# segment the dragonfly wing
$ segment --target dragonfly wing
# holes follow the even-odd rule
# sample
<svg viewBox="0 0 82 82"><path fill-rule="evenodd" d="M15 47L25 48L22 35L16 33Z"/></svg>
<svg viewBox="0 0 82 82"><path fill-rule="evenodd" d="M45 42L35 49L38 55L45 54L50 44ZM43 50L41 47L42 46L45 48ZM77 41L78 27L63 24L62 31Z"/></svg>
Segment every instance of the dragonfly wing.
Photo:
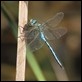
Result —
<svg viewBox="0 0 82 82"><path fill-rule="evenodd" d="M43 23L43 27L45 27L45 25L47 25L48 27L56 27L61 20L64 17L64 13L63 12L59 12L57 13L54 17L52 17L51 19L47 20L45 23Z"/></svg>
<svg viewBox="0 0 82 82"><path fill-rule="evenodd" d="M43 30L43 33L44 33L46 39L48 39L48 40L55 39L54 35L51 32L49 32L48 28L47 29L45 28Z"/></svg>
<svg viewBox="0 0 82 82"><path fill-rule="evenodd" d="M55 29L44 29L44 34L46 39L53 40L53 39L59 39L67 32L66 28L55 28Z"/></svg>
<svg viewBox="0 0 82 82"><path fill-rule="evenodd" d="M36 37L29 43L27 41L27 46L31 51L40 49L44 45L44 41L40 38L40 34L37 34Z"/></svg>
<svg viewBox="0 0 82 82"><path fill-rule="evenodd" d="M25 30L24 34L26 45L31 49L31 51L38 50L42 47L43 42L40 38L38 28L32 28L29 31Z"/></svg>

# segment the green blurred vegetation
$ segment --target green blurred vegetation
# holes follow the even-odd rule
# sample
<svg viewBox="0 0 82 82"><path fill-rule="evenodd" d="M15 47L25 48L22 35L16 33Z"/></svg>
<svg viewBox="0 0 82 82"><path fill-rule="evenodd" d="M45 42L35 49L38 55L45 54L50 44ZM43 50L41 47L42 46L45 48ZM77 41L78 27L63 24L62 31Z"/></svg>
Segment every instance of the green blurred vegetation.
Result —
<svg viewBox="0 0 82 82"><path fill-rule="evenodd" d="M60 26L66 27L68 33L55 41L54 47L65 70L57 65L44 45L34 53L27 53L27 81L81 80L81 2L29 1L29 19L41 23L61 11L65 16ZM1 81L15 80L17 25L18 1L1 1Z"/></svg>

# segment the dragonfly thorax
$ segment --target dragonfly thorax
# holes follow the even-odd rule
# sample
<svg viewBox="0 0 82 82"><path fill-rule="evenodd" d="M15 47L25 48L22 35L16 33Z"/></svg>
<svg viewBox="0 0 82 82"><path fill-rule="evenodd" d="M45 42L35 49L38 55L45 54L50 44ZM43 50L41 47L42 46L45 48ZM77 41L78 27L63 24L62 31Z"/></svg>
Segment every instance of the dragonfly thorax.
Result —
<svg viewBox="0 0 82 82"><path fill-rule="evenodd" d="M41 26L40 23L37 22L37 20L31 19L31 20L30 20L30 24L31 24L32 26L34 26L34 27L37 27L37 28L39 29L39 31L42 30L42 28L41 28L42 26Z"/></svg>

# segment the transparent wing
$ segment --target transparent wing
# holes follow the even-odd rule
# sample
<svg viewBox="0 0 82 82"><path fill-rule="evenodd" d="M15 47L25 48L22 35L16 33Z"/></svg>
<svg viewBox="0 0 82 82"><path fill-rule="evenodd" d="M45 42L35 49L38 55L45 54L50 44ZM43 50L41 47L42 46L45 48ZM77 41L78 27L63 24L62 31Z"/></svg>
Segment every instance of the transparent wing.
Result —
<svg viewBox="0 0 82 82"><path fill-rule="evenodd" d="M53 40L53 39L59 39L60 37L62 37L67 32L67 29L66 28L55 28L52 30L52 29L45 28L43 32L44 32L46 39Z"/></svg>
<svg viewBox="0 0 82 82"><path fill-rule="evenodd" d="M38 50L44 45L44 41L40 38L40 34L37 34L31 42L28 39L26 43L31 51Z"/></svg>
<svg viewBox="0 0 82 82"><path fill-rule="evenodd" d="M31 51L35 51L40 49L44 42L40 38L40 32L38 29L34 28L30 31L25 31L25 41L27 47L30 48Z"/></svg>
<svg viewBox="0 0 82 82"><path fill-rule="evenodd" d="M51 19L49 19L45 23L43 23L42 26L45 27L45 25L47 25L48 27L52 27L52 28L56 27L61 22L63 17L64 17L64 13L59 12L54 17L52 17Z"/></svg>

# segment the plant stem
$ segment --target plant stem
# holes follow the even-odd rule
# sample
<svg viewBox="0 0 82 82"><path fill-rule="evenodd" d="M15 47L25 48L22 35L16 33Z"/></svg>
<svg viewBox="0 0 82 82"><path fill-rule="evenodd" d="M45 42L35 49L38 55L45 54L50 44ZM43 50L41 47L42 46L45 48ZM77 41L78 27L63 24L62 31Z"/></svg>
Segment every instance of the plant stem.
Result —
<svg viewBox="0 0 82 82"><path fill-rule="evenodd" d="M27 23L28 19L28 6L25 1L19 1L19 28L18 36L21 36L21 27ZM26 45L25 40L22 41L24 37L18 38L17 45L17 62L16 62L16 81L25 80L25 64L26 64ZM22 49L21 49L22 48Z"/></svg>

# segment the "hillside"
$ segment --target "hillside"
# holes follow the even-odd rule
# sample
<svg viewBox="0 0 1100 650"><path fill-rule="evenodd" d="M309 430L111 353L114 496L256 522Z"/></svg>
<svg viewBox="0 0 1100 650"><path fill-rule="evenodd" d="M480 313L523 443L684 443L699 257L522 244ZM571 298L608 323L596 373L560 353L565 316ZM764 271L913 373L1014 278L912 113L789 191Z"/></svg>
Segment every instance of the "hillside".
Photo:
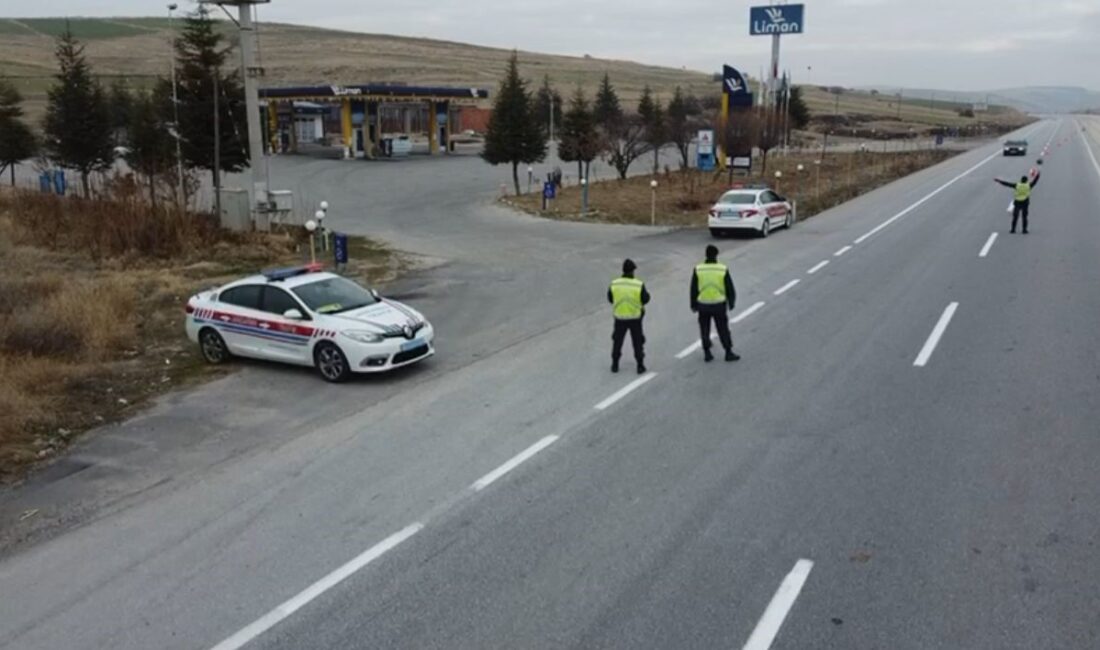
========
* _Work request_
Reproduce nothing but the lines that run from the line containing "313L523 443L684 443L699" through the last line of the records, inclusive. Omit the pictures.

* _Written reply_
<svg viewBox="0 0 1100 650"><path fill-rule="evenodd" d="M480 313L523 443L684 443L699 257L522 244ZM571 298L608 323L596 373L560 353L565 316ZM764 271L913 373L1014 278L912 113L789 191Z"/></svg>
Segment every instance of the "hillside".
Photo:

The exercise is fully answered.